EXERCISE GOAL:
List each line of the records that contains the string "corner".

Dataset excerpt:
+++

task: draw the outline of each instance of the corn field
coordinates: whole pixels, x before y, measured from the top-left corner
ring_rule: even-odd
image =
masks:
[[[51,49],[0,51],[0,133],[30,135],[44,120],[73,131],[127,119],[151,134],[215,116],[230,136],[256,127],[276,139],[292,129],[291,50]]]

+++

OUTPUT OF THE TASK:
coordinates: whole pixels, x before y, measured from the top-left corner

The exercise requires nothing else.